--- WHAT THE TASK ASKS ---
The listing below should be written out exactly; please include all of it.

--- INFORMATION SUPPLIED ---
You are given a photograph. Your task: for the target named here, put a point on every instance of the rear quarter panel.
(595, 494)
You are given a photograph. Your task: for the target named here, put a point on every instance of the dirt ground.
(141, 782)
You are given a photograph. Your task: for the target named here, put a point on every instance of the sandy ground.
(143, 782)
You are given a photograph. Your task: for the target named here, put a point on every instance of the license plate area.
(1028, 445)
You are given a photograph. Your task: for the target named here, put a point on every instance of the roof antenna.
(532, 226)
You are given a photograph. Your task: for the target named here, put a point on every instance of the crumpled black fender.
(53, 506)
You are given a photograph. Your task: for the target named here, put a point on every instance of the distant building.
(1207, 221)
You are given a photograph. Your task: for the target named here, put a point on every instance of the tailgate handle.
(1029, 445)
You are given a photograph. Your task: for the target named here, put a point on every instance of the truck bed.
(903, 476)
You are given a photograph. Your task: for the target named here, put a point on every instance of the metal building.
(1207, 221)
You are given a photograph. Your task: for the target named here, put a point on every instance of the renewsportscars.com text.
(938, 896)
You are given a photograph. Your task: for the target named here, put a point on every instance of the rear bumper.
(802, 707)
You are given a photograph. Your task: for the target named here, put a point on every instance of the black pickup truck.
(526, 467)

--- WORKED SOLUTION ---
You are given a photograph. Your task: for the target named here, put a point on every instance of the rear quarter panel.
(595, 494)
You are given a photograph. Your task: for the target named here, put a point on every instance of the dirt ground.
(141, 782)
You are given a photograph. Your task: for the target named here, put a point on every instance of the sandy ground.
(143, 782)
You are given a photograph. Your task: for the target named here, put a point on every instance of the license plate area.
(1028, 445)
You are given a photograph. Your task: for the target named here, put a point on every instance of the roof antenna.
(532, 226)
You are given a photograph. Your task: for the target named here, put a point on every instance of the crumpled black fender.
(53, 506)
You are given a photograph. Your task: for the target named here, put a point on every instance of the distant building.
(1207, 221)
You are given a photograph. Your task: for the target named here, put a point on every instance of the tailgate handle.
(1029, 445)
You are given a photograph. Your task: for the target named here, put a point on every instance of the truck bed.
(903, 476)
You are given a photograph. Your task: for the target named here, put a point on every instance of the metal building.
(1207, 221)
You are given a photograph. Your task: for the target named here, put a point on every instance of the renewsportscars.com text.
(938, 896)
You are given a photograph. Your task: for the target named here, put a point on every instance of the rear bumper.
(802, 707)
You are given a photograph. Your task: for the target named here, put a point on every instance of the black pickup truck.
(526, 467)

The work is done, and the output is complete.